Stated exercise: How many lines in the entries below contain the word "woman"? Reply with the number alone.

Provided material:
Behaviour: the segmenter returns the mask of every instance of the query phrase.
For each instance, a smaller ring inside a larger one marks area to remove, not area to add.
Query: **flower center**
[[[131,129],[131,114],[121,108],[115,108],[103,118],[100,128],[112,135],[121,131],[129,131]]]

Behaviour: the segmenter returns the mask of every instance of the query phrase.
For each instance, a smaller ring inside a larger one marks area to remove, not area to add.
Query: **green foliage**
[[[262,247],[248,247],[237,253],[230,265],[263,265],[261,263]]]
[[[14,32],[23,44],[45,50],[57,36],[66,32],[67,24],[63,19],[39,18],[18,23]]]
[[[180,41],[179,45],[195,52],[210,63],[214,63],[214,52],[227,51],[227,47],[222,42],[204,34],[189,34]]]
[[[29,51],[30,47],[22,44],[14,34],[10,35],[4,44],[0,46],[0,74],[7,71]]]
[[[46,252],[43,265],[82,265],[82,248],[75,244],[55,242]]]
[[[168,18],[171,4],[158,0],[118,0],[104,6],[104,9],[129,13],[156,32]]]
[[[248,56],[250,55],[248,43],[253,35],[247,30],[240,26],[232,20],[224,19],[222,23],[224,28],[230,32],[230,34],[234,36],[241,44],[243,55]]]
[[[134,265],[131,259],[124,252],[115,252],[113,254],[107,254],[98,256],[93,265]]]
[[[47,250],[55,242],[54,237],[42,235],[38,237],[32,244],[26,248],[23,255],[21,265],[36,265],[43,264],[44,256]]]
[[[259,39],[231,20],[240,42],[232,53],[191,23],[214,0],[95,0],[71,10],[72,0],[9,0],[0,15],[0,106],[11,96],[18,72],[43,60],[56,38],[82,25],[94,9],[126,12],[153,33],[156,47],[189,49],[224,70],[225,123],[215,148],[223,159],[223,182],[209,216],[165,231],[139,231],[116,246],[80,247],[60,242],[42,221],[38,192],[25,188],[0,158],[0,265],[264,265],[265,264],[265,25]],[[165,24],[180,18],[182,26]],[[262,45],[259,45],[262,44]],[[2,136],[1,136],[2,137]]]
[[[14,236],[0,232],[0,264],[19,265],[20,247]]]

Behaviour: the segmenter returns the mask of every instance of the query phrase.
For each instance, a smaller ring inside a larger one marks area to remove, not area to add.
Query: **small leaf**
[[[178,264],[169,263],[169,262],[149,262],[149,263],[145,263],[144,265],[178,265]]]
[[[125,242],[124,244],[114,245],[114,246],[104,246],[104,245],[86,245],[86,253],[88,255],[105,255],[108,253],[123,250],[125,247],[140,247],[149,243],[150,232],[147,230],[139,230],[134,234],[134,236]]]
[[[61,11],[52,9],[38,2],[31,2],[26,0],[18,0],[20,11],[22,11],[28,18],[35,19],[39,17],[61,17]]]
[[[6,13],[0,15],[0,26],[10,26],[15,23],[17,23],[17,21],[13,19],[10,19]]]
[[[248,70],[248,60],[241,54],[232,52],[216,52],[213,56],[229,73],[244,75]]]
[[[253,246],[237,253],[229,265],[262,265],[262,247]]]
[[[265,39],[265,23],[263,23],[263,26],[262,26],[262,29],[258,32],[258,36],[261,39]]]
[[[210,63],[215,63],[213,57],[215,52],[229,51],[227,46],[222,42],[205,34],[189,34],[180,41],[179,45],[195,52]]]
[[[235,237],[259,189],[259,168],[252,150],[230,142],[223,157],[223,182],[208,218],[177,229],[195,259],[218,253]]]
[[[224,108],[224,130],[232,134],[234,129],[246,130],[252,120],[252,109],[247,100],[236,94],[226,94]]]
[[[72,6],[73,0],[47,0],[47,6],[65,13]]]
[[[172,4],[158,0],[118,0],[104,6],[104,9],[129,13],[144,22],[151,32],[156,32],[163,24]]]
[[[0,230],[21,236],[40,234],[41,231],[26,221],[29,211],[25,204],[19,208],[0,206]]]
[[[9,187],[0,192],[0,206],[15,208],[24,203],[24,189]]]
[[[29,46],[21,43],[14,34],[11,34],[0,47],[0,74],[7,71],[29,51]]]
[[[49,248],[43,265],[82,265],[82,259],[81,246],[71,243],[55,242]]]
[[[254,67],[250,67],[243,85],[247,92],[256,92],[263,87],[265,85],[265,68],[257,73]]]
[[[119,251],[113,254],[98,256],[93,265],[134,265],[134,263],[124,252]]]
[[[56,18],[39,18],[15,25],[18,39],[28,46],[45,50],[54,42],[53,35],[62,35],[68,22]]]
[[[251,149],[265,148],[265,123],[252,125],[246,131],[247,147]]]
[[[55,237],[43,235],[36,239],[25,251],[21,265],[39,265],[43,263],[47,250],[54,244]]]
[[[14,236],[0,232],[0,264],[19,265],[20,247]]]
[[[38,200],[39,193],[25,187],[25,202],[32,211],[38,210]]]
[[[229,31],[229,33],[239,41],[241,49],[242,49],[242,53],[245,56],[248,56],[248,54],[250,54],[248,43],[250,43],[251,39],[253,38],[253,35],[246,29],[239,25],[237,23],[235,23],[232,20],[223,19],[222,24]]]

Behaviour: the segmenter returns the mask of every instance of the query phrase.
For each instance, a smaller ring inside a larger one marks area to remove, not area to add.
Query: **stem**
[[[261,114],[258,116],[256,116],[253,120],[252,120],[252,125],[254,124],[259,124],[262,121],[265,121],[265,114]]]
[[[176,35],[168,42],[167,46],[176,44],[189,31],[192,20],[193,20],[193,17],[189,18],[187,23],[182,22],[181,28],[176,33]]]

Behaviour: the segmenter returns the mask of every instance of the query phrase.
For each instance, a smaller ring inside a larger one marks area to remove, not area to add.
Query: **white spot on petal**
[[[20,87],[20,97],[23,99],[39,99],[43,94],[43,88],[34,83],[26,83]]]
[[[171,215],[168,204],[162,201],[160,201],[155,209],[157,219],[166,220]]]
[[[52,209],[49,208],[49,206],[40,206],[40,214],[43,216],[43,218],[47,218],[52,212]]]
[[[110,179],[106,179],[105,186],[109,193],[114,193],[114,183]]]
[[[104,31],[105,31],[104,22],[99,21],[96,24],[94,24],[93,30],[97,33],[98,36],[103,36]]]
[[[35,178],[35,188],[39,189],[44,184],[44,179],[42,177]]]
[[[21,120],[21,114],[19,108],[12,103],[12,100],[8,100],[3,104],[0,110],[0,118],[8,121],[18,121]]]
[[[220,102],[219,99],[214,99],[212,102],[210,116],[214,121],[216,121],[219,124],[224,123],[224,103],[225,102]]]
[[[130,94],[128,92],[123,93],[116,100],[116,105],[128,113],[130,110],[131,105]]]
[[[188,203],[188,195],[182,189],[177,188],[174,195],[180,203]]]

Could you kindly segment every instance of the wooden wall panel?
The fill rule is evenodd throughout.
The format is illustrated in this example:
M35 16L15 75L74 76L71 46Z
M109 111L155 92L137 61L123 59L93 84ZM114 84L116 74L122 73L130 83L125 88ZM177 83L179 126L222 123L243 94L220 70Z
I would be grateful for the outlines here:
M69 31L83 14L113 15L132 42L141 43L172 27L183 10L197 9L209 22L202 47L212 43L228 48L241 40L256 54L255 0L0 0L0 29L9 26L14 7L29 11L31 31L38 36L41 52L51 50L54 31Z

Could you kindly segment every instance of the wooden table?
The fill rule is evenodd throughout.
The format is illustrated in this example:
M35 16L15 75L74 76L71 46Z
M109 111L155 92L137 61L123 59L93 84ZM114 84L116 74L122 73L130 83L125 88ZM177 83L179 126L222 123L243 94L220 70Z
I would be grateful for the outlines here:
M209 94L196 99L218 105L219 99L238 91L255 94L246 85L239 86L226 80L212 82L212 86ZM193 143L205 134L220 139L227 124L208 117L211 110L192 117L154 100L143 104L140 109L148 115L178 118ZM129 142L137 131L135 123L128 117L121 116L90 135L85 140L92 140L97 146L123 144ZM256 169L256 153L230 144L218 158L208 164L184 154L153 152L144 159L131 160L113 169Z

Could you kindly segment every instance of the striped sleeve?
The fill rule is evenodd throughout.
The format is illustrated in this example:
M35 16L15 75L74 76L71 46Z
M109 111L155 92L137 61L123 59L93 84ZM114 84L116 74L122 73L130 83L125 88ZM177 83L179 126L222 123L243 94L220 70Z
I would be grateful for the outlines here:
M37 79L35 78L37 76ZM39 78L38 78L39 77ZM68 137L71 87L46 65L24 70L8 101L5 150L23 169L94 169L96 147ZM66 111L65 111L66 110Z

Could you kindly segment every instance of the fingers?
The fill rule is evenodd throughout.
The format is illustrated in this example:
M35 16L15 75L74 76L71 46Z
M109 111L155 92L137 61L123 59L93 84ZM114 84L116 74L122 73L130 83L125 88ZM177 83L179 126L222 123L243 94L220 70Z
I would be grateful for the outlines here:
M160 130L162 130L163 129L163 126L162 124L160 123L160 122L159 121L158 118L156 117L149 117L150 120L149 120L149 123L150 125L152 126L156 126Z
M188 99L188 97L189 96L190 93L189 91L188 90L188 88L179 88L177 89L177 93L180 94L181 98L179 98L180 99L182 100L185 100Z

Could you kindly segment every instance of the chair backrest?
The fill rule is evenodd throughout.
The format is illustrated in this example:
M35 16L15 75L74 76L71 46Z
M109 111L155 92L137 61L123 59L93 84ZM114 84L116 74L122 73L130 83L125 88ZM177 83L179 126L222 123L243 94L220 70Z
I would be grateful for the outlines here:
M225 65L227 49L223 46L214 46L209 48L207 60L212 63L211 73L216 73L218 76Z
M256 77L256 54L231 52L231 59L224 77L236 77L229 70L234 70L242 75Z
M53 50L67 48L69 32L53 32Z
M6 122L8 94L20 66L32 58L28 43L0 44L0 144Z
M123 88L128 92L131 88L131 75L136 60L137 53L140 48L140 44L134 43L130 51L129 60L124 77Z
---
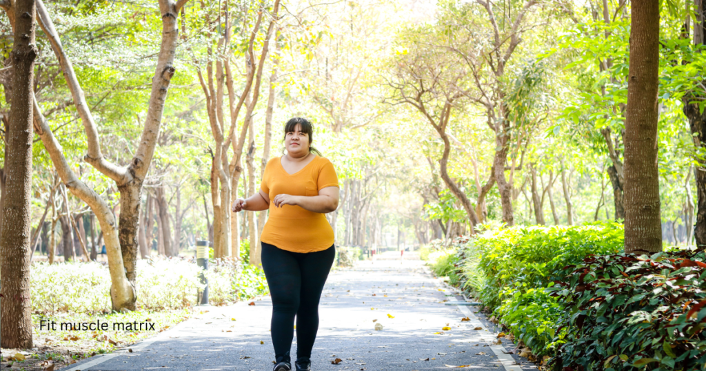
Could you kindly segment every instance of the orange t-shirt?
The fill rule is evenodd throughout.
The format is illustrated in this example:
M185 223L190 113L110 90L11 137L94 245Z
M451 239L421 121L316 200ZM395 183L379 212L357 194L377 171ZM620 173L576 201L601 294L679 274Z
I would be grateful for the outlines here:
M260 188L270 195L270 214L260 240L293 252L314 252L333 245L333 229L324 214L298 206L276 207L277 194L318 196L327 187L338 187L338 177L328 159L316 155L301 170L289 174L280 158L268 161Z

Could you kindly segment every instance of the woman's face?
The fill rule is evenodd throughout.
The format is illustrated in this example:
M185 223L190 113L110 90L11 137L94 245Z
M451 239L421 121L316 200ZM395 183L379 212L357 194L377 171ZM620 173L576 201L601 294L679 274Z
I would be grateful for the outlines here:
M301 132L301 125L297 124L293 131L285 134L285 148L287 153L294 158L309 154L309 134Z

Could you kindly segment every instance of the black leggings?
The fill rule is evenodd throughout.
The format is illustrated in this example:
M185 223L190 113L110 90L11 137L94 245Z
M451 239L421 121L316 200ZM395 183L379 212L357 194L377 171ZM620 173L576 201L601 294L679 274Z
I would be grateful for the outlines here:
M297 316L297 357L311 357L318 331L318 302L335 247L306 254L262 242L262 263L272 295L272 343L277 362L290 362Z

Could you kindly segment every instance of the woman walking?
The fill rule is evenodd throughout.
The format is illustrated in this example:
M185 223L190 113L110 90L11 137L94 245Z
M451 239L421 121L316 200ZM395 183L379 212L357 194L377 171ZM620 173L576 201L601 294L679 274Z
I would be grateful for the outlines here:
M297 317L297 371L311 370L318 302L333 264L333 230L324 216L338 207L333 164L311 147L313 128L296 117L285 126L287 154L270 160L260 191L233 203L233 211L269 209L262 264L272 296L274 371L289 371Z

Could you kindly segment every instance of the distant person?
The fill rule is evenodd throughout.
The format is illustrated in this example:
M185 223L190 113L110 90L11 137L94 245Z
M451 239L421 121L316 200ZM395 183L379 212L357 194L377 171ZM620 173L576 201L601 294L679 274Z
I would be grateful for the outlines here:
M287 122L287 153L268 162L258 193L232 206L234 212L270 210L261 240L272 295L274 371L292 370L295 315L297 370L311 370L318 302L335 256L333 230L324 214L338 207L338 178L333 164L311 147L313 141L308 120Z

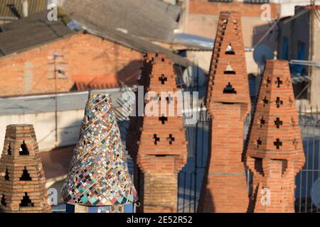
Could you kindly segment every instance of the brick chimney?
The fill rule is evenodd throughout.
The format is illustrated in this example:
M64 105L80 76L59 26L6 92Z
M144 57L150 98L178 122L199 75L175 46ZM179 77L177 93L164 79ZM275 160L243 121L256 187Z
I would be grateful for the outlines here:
==
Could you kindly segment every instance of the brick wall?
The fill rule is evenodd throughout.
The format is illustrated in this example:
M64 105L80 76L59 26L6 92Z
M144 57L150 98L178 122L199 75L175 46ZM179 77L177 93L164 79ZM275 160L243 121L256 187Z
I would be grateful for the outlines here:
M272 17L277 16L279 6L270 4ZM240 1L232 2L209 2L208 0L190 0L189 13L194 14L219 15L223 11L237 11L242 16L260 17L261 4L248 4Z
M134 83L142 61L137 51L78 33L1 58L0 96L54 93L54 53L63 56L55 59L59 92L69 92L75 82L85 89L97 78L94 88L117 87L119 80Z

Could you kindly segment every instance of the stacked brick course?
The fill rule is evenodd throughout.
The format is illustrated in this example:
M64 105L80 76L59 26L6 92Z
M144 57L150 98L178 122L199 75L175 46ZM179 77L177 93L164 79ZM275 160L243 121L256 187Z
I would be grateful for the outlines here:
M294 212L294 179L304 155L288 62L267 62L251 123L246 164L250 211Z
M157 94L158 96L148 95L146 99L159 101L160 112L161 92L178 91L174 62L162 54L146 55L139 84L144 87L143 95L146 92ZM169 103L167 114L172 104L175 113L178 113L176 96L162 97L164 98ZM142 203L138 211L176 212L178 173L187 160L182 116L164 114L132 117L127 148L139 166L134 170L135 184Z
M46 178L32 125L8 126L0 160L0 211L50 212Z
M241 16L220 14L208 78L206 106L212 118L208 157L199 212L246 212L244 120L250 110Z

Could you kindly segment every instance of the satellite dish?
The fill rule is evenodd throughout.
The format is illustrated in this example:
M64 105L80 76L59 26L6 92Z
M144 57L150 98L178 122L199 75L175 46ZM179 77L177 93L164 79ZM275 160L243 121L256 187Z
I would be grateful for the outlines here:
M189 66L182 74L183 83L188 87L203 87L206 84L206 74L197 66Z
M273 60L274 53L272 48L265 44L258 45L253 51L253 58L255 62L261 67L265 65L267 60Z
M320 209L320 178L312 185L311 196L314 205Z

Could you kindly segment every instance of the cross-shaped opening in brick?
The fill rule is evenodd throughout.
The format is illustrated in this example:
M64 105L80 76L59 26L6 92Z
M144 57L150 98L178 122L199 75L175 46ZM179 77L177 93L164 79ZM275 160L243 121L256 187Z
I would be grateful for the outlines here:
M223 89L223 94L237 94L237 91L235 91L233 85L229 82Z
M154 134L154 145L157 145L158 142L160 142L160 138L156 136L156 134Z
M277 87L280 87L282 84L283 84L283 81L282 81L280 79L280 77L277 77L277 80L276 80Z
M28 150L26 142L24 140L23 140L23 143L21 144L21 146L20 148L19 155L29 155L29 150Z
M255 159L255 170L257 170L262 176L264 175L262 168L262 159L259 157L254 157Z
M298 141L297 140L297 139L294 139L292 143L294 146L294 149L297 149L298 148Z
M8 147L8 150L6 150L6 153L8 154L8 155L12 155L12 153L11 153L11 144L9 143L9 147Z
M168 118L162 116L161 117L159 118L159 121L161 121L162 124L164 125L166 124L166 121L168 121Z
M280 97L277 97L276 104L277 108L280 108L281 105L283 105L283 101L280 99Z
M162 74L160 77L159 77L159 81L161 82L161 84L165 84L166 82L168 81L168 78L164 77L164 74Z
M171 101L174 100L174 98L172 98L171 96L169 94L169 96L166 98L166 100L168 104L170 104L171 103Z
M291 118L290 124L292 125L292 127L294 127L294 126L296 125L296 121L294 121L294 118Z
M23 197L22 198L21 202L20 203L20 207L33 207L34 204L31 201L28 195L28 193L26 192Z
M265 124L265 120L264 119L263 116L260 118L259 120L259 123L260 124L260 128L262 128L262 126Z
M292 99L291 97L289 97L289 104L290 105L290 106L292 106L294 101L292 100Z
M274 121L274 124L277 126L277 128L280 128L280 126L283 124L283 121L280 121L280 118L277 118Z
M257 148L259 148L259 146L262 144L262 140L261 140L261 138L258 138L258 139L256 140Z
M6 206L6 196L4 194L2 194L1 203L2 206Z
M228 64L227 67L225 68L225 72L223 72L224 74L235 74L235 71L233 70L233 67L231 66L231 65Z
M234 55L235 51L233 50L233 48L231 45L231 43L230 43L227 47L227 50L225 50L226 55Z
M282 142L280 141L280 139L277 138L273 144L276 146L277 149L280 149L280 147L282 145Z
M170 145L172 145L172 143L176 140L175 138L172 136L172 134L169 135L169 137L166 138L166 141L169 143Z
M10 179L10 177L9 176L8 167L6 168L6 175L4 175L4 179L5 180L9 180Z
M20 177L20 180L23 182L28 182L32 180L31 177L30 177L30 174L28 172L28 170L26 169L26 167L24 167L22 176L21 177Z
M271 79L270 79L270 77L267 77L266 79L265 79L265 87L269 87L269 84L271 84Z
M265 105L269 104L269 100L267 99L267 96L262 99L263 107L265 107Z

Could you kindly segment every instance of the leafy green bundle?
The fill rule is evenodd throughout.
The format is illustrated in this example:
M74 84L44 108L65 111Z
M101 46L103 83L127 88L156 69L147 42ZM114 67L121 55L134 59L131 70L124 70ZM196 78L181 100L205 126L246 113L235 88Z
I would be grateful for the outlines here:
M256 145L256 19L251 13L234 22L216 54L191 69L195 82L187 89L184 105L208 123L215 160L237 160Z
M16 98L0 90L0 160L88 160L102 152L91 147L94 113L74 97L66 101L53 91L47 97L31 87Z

The response: 2